— Working data —
## begin
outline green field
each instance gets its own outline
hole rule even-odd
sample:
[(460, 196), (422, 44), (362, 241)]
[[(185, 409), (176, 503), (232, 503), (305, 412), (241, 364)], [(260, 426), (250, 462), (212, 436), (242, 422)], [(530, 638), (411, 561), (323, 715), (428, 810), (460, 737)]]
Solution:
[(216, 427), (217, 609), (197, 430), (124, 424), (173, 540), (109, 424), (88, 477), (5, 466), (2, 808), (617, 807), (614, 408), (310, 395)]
## end
— Required work —
Put the lines above into a Markdown table with the columns Row and Line, numbering each row and skipping any blank lines.

— Answer to this problem —
| Row | Line |
|---|---|
| 1 | outline green field |
| 2 | each instance gets its own outline |
| 3 | hole rule even-odd |
| 4 | sample: |
| 5 | [(460, 196), (422, 44), (362, 241)] |
| 6 | [[(185, 409), (176, 503), (232, 503), (305, 412), (241, 364)], [(260, 426), (250, 462), (212, 436), (242, 422)], [(530, 638), (411, 561), (323, 715), (428, 810), (460, 737)]] |
| 7 | Solution: |
| 8 | [(216, 427), (217, 609), (197, 430), (124, 424), (173, 540), (109, 424), (88, 477), (5, 466), (2, 808), (617, 807), (614, 408), (310, 395)] |